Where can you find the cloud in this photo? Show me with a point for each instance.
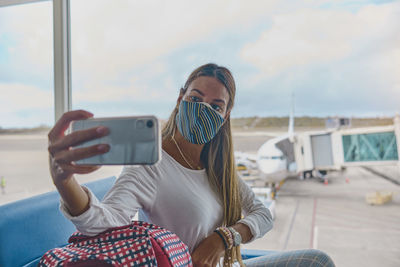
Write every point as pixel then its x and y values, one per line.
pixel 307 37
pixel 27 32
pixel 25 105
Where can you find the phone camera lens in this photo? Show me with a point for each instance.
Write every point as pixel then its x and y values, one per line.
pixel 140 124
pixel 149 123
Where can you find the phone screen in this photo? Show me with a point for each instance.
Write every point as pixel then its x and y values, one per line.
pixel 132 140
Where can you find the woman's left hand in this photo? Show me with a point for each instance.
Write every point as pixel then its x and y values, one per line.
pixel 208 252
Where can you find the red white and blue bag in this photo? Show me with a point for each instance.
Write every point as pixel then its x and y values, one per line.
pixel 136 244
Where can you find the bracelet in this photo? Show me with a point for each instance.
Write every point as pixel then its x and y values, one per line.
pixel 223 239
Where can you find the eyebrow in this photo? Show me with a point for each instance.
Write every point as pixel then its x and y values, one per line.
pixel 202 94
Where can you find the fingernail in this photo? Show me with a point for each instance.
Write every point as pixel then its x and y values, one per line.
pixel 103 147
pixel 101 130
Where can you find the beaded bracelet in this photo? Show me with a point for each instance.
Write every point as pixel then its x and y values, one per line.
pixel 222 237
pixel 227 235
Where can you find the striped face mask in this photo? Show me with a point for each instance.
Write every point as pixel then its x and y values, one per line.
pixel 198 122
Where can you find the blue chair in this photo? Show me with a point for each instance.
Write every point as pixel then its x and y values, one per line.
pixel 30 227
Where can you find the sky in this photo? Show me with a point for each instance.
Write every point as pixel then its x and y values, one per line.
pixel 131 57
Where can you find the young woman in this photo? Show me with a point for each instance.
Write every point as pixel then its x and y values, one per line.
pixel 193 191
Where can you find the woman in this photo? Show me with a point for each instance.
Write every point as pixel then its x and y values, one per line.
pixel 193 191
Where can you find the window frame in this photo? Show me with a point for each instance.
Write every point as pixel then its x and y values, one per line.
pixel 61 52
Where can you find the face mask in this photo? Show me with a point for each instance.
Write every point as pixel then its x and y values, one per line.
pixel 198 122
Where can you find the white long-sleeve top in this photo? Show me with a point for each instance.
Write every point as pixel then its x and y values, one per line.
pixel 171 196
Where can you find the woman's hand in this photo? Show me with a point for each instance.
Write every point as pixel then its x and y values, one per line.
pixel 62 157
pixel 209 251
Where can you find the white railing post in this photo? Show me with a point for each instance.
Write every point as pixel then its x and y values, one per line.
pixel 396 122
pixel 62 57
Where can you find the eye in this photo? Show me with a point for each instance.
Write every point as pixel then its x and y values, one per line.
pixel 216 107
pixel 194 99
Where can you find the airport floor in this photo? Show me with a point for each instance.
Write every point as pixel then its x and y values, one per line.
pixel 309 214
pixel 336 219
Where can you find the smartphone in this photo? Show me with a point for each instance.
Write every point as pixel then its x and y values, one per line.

################

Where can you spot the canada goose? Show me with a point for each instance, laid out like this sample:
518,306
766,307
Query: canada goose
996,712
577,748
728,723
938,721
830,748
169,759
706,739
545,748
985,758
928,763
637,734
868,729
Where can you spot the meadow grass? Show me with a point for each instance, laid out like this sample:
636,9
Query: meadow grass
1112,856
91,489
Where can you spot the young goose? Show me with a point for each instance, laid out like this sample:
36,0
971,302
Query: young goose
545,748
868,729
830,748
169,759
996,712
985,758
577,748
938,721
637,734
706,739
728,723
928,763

################

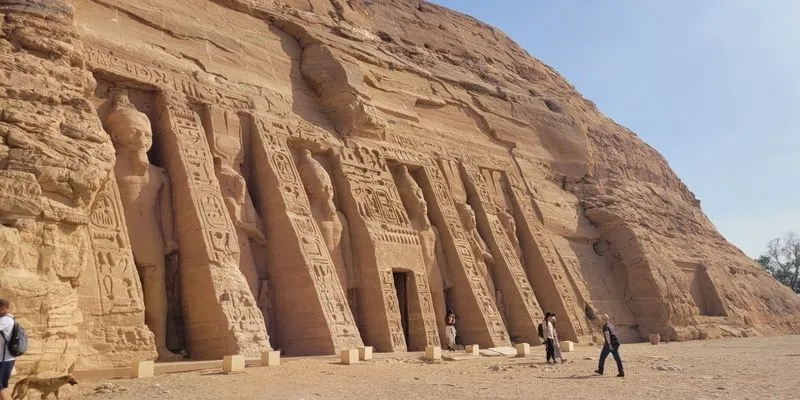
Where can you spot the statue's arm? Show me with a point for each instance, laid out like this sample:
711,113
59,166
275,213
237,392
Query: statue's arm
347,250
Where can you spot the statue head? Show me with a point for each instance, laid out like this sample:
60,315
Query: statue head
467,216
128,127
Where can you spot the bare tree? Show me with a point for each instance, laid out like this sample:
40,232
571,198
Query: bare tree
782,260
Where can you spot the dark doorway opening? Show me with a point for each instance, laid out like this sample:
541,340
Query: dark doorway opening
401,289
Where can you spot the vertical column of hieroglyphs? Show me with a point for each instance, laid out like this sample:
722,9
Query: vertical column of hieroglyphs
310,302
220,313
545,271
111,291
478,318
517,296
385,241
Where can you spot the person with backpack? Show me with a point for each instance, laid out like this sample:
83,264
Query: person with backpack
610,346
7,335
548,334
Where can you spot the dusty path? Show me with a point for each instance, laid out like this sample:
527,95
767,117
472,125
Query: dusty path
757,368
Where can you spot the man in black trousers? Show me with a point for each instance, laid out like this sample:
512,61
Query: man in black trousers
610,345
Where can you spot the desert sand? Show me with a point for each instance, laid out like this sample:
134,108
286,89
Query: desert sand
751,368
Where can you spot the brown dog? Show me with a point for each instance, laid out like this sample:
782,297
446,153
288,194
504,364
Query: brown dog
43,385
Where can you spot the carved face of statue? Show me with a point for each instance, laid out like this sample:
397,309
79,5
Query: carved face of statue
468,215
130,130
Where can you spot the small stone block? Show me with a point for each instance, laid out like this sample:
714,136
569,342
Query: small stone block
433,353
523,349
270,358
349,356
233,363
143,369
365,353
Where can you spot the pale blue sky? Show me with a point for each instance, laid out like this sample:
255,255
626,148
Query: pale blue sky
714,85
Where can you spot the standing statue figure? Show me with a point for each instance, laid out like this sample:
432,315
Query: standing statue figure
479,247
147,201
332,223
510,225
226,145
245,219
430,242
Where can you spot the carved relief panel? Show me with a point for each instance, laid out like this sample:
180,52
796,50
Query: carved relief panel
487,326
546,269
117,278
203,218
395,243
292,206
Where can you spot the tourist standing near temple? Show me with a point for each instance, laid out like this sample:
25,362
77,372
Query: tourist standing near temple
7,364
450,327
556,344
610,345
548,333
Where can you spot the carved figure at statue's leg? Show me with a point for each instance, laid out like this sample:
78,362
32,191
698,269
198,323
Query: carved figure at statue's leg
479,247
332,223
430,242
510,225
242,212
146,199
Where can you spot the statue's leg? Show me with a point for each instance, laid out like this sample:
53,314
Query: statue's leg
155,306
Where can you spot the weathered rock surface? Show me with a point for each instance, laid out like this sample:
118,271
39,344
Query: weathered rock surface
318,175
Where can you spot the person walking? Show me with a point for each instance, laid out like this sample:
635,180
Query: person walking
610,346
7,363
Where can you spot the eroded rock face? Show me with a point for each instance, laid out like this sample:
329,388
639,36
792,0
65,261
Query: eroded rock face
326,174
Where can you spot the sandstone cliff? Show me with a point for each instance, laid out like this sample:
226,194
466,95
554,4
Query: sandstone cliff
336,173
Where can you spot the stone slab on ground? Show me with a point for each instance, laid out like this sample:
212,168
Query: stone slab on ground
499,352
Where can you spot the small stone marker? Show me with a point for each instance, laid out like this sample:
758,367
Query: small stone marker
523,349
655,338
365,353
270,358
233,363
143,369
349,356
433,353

################

Tally the lines in the entries above that contain the string "woman", where uppercase and lowercase count as different. Reply with the number only.

### WRITTEN SOLUTION
4